→ **Sezione del documento**:
La lettera con le perplessità della Boccassini e Sajeva  Rispondendo alle domande dell’avvocato Giuseppe Scozzola, Di Matteo parla anche della lettera firmata dal procuratore aggiunto Ilda Boccassini e Roberto Sajevainviata nell’ottobre del ’94 al procuratore aggiunto Giordano e inserita poi al protocollo riservato. Il ricordo sul punto è chiaro: “Non l’ho mai vista. Ho appreso dell’esistenza di questa lettera soltanto molti anni dopo. Con la dottoressa Boccassini non ho mai parlato, lei non mi ha mai parlato di Scarantino e sono certo di non aver mai parlato con la Boccassini di vicende relative all’indagine, né tanto meno io ne ho parlato con La Barbera. Con la Boccassini non ho mai partecipato a una riunione in Dda e la Boccassini non mi ha mai esposto le sua valutazioni. Dell’esistenza di una relazione di questo tipo ho appreso anni dopo dalla stampa”. Il pm palermitano ricorda di riflessioni sull’attendibilità di Scarantino ma nella stessa misura che avveniva anche per altri collaboratori. “In quel periodo – dice Di Matteo – Io ed altri colleghi eravamo convinti, basandoci su elementi di fatto, che fino all’agosto ’96 fosse poco credibile quello che affermava Salvatore Cancemi. Ricordo che le perplessità legate a Cancemi erano condivise da tutti. Non era plausibile che Cancemi con un ruolo così importante su Capaci non sapesse nulla su via D’Amelio. Analoghe perplessità vi erano anche in riferimento a Mario Santo Di Matteo, a suo dire ignaro di ogni fase su strage via D’Amelio. Di Matteo era stato sottoposto, dopo i il sequestro del figlio, ad intercettazione ambientale con la moglie Franca Castellese. Un dialogo in cui implorava al marito di non parlare della strage di via d’Amelio con riferimento ad ‘infiltrazioni della polizia’. Facemmo anche un interrogatorio alla moglie di Di Matteo facendole ascoltare la registrazione. Le perplessità sulla Castellese aumentarono ma non si procedette perché mancavano ulteriori riscontri. E queste perplessità vi furono anche per Gioacchino La Barbera”.

→ **Dati elencati**:
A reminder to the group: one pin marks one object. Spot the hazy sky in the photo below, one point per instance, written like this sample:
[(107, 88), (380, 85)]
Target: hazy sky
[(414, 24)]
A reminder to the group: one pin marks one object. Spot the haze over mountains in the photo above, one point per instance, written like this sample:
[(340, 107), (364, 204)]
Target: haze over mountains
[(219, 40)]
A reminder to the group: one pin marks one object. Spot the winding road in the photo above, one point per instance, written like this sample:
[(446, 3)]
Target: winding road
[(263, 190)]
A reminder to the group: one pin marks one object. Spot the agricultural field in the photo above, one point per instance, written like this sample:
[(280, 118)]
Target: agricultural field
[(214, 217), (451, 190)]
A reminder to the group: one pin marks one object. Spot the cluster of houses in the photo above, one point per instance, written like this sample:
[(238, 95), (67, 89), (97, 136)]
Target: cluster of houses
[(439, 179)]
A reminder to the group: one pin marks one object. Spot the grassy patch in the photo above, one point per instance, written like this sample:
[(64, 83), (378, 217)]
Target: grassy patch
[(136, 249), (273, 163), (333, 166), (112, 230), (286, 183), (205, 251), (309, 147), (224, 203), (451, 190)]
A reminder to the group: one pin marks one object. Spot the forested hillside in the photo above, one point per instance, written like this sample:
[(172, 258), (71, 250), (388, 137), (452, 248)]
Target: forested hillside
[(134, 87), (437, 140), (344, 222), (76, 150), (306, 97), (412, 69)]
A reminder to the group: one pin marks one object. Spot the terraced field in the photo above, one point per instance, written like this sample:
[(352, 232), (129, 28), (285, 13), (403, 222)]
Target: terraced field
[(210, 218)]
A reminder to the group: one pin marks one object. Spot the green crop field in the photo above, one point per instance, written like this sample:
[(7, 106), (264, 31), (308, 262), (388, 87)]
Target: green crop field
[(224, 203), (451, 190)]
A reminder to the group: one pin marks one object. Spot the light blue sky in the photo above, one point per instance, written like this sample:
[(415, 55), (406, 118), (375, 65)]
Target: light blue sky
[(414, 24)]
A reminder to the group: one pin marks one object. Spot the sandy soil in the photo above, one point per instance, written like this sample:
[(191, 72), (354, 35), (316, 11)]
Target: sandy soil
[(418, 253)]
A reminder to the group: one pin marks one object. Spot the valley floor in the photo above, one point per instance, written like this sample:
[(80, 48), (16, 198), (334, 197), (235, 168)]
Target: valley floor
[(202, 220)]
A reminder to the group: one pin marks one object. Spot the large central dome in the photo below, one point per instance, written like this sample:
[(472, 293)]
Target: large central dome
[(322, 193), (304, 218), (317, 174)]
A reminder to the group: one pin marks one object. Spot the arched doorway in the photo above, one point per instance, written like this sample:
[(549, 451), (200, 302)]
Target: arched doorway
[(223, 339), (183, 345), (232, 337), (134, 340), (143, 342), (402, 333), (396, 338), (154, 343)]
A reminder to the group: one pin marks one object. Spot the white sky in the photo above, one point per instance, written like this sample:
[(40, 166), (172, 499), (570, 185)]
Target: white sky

→ **Compiti da svolgere**:
**a.** Secondo la sezione del documento, a chi e quando fu inviata la lettera firmata da Ilda Boccassini e Roberto Sajeva?
**b.** Riscrivi come elenco puntato il paragrafo della sezione del documento che inizia con "Rispondendo alle domande dell'avvocato Giuseppe Scozzola", mantenendone i fatti principali.
**c.** Spiega, secondo la sezione del documento, perché Di Matteo e altri colleghi ritenevano poco credibile Salvatore Cancemi fino all'agosto '96.

→ **Risposte fornite**:
**a.** Fu inviata al procuratore aggiunto Giordano nell'ottobre del '94.

**b.**
- Rispondendo all'avvocato Giuseppe Scozzola, Di Matteo parla della lettera firmata da Ilda Boccassini e Roberto Sajeva. La lettera fu inviata nell'ottobre del '94 al procuratore aggiunto Giordano e poi inserita al protocollo riservato.
- Di Matteo dice di non averla mai vista e di averne appreso l'esistenza solo molti anni dopo, dalla stampa.
- Afferma di non aver mai parlato con Boccassini di Scarantino o dell'indagine, né di averne parlato con La Barbera. Dice anche di non aver mai partecipato con lei a una riunione in Dda.
- Ricorda riflessioni sull'attendibilità di Scarantino, nella stessa misura in cui avvenivano per altri collaboratori.
- Fino all'agosto '96 lui e altri colleghi ritenevano poco credibile Salvatore Cancemi, e queste perplessità erano condivise da tutti.
- Perplessità analoghe riguardavano Mario Santo Di Matteo, che si diceva ignaro di ogni fase della strage di via D'Amelio.
- Un'intercettazione ambientale con la moglie Franca Castellese registrò la donna mentre lo implorava di non parlare della strage, con riferimento a "infiltrazioni della polizia".
- La moglie fu interrogata facendole ascoltare la registrazione. Le perplessità su di lei aumentarono, ma non si procedette perché mancavano ulteriori riscontri.
- Perplessità vi furono anche per Gioacchino La Barbera.

**c.** Lo ritenevano poco credibile perché non era plausibile che Cancemi, con un ruolo così importante su Capaci, non sapesse nulla su via D'Amelio. La loro convinzione si basava su elementi di fatto.